## [Input records]
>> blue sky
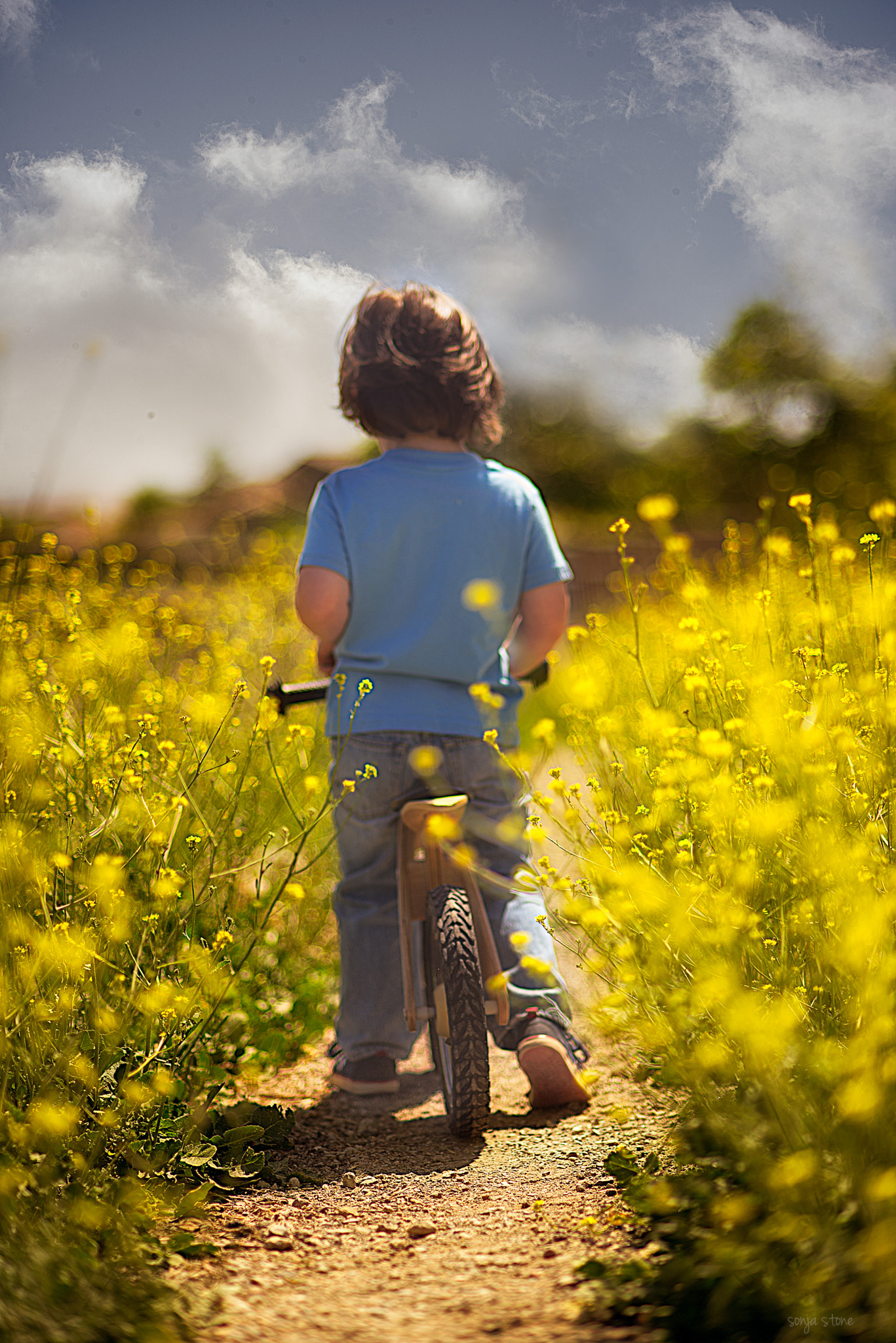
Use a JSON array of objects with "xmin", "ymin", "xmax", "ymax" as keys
[{"xmin": 0, "ymin": 0, "xmax": 896, "ymax": 498}]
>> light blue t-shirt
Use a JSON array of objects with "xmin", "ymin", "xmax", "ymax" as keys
[{"xmin": 298, "ymin": 447, "xmax": 572, "ymax": 746}]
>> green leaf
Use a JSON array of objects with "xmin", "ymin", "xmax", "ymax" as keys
[
  {"xmin": 603, "ymin": 1147, "xmax": 641, "ymax": 1187},
  {"xmin": 174, "ymin": 1180, "xmax": 214, "ymax": 1218},
  {"xmin": 212, "ymin": 1124, "xmax": 265, "ymax": 1147},
  {"xmin": 575, "ymin": 1260, "xmax": 607, "ymax": 1280},
  {"xmin": 180, "ymin": 1143, "xmax": 218, "ymax": 1169},
  {"xmin": 165, "ymin": 1232, "xmax": 218, "ymax": 1258}
]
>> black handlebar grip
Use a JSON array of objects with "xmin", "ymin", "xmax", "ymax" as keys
[{"xmin": 265, "ymin": 662, "xmax": 551, "ymax": 715}]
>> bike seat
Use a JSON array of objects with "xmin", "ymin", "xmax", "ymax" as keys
[{"xmin": 402, "ymin": 792, "xmax": 470, "ymax": 834}]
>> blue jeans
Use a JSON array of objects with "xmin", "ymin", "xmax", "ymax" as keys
[{"xmin": 330, "ymin": 732, "xmax": 570, "ymax": 1060}]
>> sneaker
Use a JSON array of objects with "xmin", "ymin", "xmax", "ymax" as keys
[
  {"xmin": 516, "ymin": 1012, "xmax": 591, "ymax": 1110},
  {"xmin": 330, "ymin": 1054, "xmax": 399, "ymax": 1096}
]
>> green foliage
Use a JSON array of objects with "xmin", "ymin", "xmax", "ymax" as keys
[
  {"xmin": 518, "ymin": 494, "xmax": 896, "ymax": 1339},
  {"xmin": 496, "ymin": 304, "xmax": 896, "ymax": 536},
  {"xmin": 704, "ymin": 304, "xmax": 829, "ymax": 393},
  {"xmin": 0, "ymin": 532, "xmax": 334, "ymax": 1340}
]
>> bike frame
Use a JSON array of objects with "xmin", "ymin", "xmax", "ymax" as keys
[
  {"xmin": 398, "ymin": 792, "xmax": 511, "ymax": 1039},
  {"xmin": 265, "ymin": 662, "xmax": 539, "ymax": 1039}
]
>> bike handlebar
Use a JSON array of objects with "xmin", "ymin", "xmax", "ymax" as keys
[{"xmin": 265, "ymin": 662, "xmax": 551, "ymax": 716}]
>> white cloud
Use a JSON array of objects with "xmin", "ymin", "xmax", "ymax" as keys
[
  {"xmin": 0, "ymin": 155, "xmax": 370, "ymax": 498},
  {"xmin": 504, "ymin": 87, "xmax": 598, "ymax": 136},
  {"xmin": 0, "ymin": 0, "xmax": 46, "ymax": 55},
  {"xmin": 640, "ymin": 4, "xmax": 896, "ymax": 359},
  {"xmin": 0, "ymin": 83, "xmax": 720, "ymax": 500},
  {"xmin": 199, "ymin": 78, "xmax": 542, "ymax": 304},
  {"xmin": 510, "ymin": 317, "xmax": 707, "ymax": 442}
]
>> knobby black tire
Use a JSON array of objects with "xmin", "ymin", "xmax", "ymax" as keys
[{"xmin": 423, "ymin": 887, "xmax": 489, "ymax": 1138}]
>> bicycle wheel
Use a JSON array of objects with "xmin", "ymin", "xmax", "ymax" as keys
[{"xmin": 423, "ymin": 887, "xmax": 489, "ymax": 1138}]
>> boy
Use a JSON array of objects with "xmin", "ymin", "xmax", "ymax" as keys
[{"xmin": 296, "ymin": 285, "xmax": 587, "ymax": 1108}]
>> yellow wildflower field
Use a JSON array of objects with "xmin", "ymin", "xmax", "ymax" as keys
[{"xmin": 520, "ymin": 494, "xmax": 896, "ymax": 1338}]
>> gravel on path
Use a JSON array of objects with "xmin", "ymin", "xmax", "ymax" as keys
[{"xmin": 168, "ymin": 999, "xmax": 674, "ymax": 1343}]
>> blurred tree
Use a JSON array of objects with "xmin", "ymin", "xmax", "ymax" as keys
[{"xmin": 496, "ymin": 302, "xmax": 896, "ymax": 529}]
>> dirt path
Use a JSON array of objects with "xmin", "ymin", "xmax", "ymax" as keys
[{"xmin": 170, "ymin": 961, "xmax": 671, "ymax": 1343}]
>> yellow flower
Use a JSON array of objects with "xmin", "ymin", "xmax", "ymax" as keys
[
  {"xmin": 407, "ymin": 747, "xmax": 442, "ymax": 779},
  {"xmin": 868, "ymin": 498, "xmax": 896, "ymax": 523},
  {"xmin": 638, "ymin": 494, "xmax": 678, "ymax": 523},
  {"xmin": 461, "ymin": 579, "xmax": 503, "ymax": 611}
]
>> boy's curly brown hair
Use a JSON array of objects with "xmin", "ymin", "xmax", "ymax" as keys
[{"xmin": 338, "ymin": 283, "xmax": 504, "ymax": 446}]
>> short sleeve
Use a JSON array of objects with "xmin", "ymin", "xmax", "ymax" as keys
[
  {"xmin": 522, "ymin": 491, "xmax": 572, "ymax": 592},
  {"xmin": 297, "ymin": 481, "xmax": 352, "ymax": 583}
]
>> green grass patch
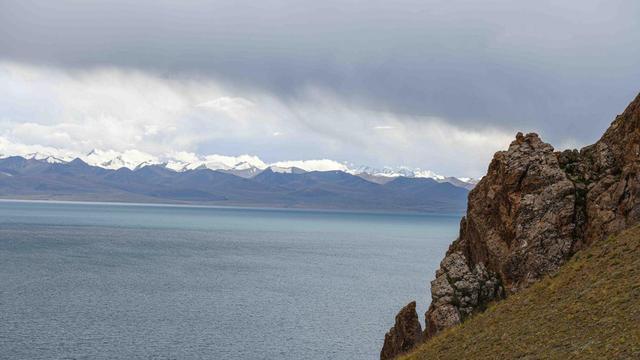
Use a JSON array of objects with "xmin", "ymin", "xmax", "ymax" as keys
[{"xmin": 402, "ymin": 227, "xmax": 640, "ymax": 360}]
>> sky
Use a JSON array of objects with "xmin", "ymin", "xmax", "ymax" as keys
[{"xmin": 0, "ymin": 0, "xmax": 640, "ymax": 177}]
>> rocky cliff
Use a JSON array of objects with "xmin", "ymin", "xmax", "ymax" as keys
[{"xmin": 381, "ymin": 95, "xmax": 640, "ymax": 358}]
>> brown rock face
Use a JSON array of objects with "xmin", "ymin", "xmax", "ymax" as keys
[
  {"xmin": 380, "ymin": 301, "xmax": 423, "ymax": 360},
  {"xmin": 378, "ymin": 95, "xmax": 640, "ymax": 354}
]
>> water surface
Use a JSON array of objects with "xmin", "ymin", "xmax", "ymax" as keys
[{"xmin": 0, "ymin": 201, "xmax": 459, "ymax": 359}]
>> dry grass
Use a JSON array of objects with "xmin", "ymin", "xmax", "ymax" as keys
[{"xmin": 403, "ymin": 227, "xmax": 640, "ymax": 359}]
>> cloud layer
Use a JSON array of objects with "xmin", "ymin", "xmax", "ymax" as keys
[
  {"xmin": 0, "ymin": 63, "xmax": 512, "ymax": 176},
  {"xmin": 0, "ymin": 0, "xmax": 640, "ymax": 176}
]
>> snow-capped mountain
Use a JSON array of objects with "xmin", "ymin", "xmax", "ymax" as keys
[
  {"xmin": 79, "ymin": 149, "xmax": 161, "ymax": 170},
  {"xmin": 0, "ymin": 149, "xmax": 477, "ymax": 189}
]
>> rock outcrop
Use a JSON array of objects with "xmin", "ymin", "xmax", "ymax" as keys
[
  {"xmin": 380, "ymin": 95, "xmax": 640, "ymax": 358},
  {"xmin": 380, "ymin": 301, "xmax": 423, "ymax": 360}
]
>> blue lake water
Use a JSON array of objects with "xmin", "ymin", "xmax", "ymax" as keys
[{"xmin": 0, "ymin": 201, "xmax": 459, "ymax": 359}]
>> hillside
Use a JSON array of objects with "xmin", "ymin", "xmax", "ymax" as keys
[{"xmin": 401, "ymin": 227, "xmax": 640, "ymax": 360}]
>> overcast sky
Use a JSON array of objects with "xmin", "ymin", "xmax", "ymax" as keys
[{"xmin": 0, "ymin": 0, "xmax": 640, "ymax": 176}]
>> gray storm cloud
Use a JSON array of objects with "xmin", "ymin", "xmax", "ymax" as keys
[{"xmin": 0, "ymin": 0, "xmax": 640, "ymax": 174}]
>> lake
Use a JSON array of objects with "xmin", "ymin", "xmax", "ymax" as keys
[{"xmin": 0, "ymin": 201, "xmax": 460, "ymax": 359}]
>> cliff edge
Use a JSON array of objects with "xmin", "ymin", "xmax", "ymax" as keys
[{"xmin": 381, "ymin": 91, "xmax": 640, "ymax": 359}]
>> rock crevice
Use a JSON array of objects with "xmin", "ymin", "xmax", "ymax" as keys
[{"xmin": 383, "ymin": 95, "xmax": 640, "ymax": 358}]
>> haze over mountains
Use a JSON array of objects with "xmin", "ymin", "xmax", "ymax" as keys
[{"xmin": 0, "ymin": 150, "xmax": 473, "ymax": 213}]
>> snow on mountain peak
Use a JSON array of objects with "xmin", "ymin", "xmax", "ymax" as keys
[
  {"xmin": 0, "ymin": 137, "xmax": 478, "ymax": 188},
  {"xmin": 80, "ymin": 149, "xmax": 160, "ymax": 170}
]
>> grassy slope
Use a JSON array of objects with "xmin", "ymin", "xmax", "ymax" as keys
[{"xmin": 405, "ymin": 227, "xmax": 640, "ymax": 359}]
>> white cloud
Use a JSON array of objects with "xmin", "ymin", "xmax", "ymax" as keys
[{"xmin": 0, "ymin": 62, "xmax": 513, "ymax": 176}]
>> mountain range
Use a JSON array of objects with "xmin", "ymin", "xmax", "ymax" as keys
[
  {"xmin": 0, "ymin": 151, "xmax": 473, "ymax": 213},
  {"xmin": 6, "ymin": 149, "xmax": 477, "ymax": 190}
]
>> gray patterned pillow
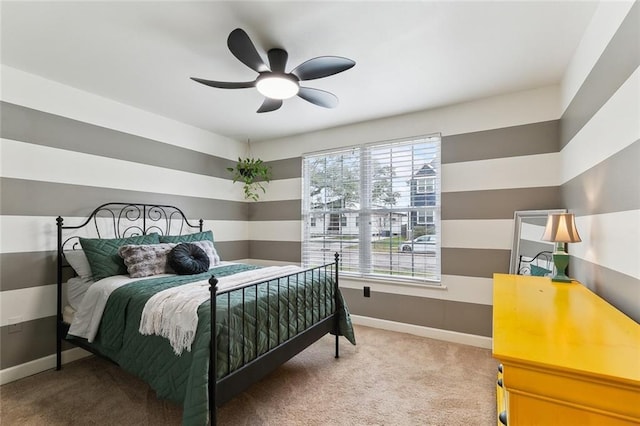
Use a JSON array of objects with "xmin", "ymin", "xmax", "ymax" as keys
[{"xmin": 118, "ymin": 243, "xmax": 176, "ymax": 278}]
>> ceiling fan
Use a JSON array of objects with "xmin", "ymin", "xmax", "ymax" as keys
[{"xmin": 191, "ymin": 28, "xmax": 356, "ymax": 112}]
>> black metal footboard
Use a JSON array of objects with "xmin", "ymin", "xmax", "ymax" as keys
[{"xmin": 208, "ymin": 253, "xmax": 340, "ymax": 425}]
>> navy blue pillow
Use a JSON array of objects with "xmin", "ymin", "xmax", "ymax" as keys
[{"xmin": 167, "ymin": 243, "xmax": 209, "ymax": 275}]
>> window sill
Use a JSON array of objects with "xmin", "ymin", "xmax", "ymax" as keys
[{"xmin": 339, "ymin": 273, "xmax": 447, "ymax": 290}]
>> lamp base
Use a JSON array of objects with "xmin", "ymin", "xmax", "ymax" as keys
[
  {"xmin": 551, "ymin": 250, "xmax": 572, "ymax": 283},
  {"xmin": 551, "ymin": 275, "xmax": 573, "ymax": 283}
]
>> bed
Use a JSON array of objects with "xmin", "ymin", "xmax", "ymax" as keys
[{"xmin": 56, "ymin": 203, "xmax": 355, "ymax": 425}]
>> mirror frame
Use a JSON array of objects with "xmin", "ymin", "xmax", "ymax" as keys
[{"xmin": 509, "ymin": 209, "xmax": 567, "ymax": 274}]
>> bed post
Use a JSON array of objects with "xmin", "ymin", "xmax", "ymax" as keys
[
  {"xmin": 210, "ymin": 276, "xmax": 218, "ymax": 426},
  {"xmin": 56, "ymin": 216, "xmax": 63, "ymax": 370},
  {"xmin": 333, "ymin": 252, "xmax": 340, "ymax": 358}
]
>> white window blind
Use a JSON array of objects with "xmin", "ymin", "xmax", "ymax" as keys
[{"xmin": 302, "ymin": 135, "xmax": 441, "ymax": 282}]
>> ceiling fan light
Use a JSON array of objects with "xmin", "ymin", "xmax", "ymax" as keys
[{"xmin": 256, "ymin": 74, "xmax": 300, "ymax": 99}]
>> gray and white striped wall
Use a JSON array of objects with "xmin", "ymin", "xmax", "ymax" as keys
[
  {"xmin": 0, "ymin": 66, "xmax": 249, "ymax": 383},
  {"xmin": 249, "ymin": 86, "xmax": 561, "ymax": 347},
  {"xmin": 560, "ymin": 2, "xmax": 640, "ymax": 322}
]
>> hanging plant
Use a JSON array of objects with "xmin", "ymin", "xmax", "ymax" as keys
[{"xmin": 227, "ymin": 158, "xmax": 271, "ymax": 201}]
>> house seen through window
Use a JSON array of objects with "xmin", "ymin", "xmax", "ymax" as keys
[{"xmin": 302, "ymin": 136, "xmax": 441, "ymax": 282}]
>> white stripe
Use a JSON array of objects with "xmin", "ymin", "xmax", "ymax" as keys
[
  {"xmin": 0, "ymin": 284, "xmax": 57, "ymax": 327},
  {"xmin": 442, "ymin": 153, "xmax": 560, "ymax": 192},
  {"xmin": 202, "ymin": 220, "xmax": 250, "ymax": 242},
  {"xmin": 562, "ymin": 0, "xmax": 635, "ymax": 111},
  {"xmin": 249, "ymin": 220, "xmax": 302, "ymax": 242},
  {"xmin": 351, "ymin": 315, "xmax": 492, "ymax": 349},
  {"xmin": 0, "ymin": 139, "xmax": 244, "ymax": 201},
  {"xmin": 567, "ymin": 210, "xmax": 640, "ymax": 285},
  {"xmin": 0, "ymin": 348, "xmax": 91, "ymax": 385},
  {"xmin": 520, "ymin": 218, "xmax": 553, "ymax": 245},
  {"xmin": 0, "ymin": 215, "xmax": 249, "ymax": 253},
  {"xmin": 441, "ymin": 219, "xmax": 513, "ymax": 250},
  {"xmin": 561, "ymin": 68, "xmax": 640, "ymax": 183},
  {"xmin": 249, "ymin": 178, "xmax": 302, "ymax": 201},
  {"xmin": 1, "ymin": 65, "xmax": 246, "ymax": 160}
]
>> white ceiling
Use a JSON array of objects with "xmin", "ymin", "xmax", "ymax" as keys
[{"xmin": 1, "ymin": 1, "xmax": 598, "ymax": 141}]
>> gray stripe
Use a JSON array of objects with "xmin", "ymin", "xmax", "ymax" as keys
[
  {"xmin": 442, "ymin": 120, "xmax": 560, "ymax": 164},
  {"xmin": 249, "ymin": 240, "xmax": 302, "ymax": 263},
  {"xmin": 442, "ymin": 186, "xmax": 562, "ymax": 220},
  {"xmin": 441, "ymin": 247, "xmax": 511, "ymax": 278},
  {"xmin": 215, "ymin": 240, "xmax": 249, "ymax": 261},
  {"xmin": 0, "ymin": 251, "xmax": 62, "ymax": 292},
  {"xmin": 561, "ymin": 140, "xmax": 640, "ymax": 216},
  {"xmin": 267, "ymin": 157, "xmax": 302, "ymax": 180},
  {"xmin": 0, "ymin": 102, "xmax": 235, "ymax": 179},
  {"xmin": 0, "ymin": 316, "xmax": 73, "ymax": 370},
  {"xmin": 560, "ymin": 2, "xmax": 640, "ymax": 147},
  {"xmin": 569, "ymin": 256, "xmax": 640, "ymax": 323},
  {"xmin": 247, "ymin": 200, "xmax": 302, "ymax": 221},
  {"xmin": 0, "ymin": 240, "xmax": 249, "ymax": 291},
  {"xmin": 340, "ymin": 288, "xmax": 493, "ymax": 337},
  {"xmin": 268, "ymin": 120, "xmax": 560, "ymax": 179},
  {"xmin": 0, "ymin": 178, "xmax": 248, "ymax": 221}
]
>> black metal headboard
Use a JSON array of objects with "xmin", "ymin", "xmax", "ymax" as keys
[{"xmin": 56, "ymin": 203, "xmax": 202, "ymax": 250}]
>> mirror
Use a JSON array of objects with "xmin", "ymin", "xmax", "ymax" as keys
[{"xmin": 509, "ymin": 209, "xmax": 567, "ymax": 275}]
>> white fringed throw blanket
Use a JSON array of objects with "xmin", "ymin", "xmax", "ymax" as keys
[{"xmin": 139, "ymin": 266, "xmax": 302, "ymax": 355}]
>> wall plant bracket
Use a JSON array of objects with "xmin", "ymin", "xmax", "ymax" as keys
[{"xmin": 227, "ymin": 158, "xmax": 271, "ymax": 201}]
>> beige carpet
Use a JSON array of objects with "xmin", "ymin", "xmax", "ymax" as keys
[{"xmin": 0, "ymin": 326, "xmax": 497, "ymax": 426}]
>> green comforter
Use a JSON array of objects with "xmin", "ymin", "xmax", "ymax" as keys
[{"xmin": 82, "ymin": 264, "xmax": 355, "ymax": 425}]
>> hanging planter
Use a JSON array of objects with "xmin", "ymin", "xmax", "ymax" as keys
[{"xmin": 227, "ymin": 158, "xmax": 271, "ymax": 201}]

## [What you need to do]
Please filter the material above and copy each line that contains the word "yellow".

## [Written answer]
>> yellow wildflower field
>> yellow flower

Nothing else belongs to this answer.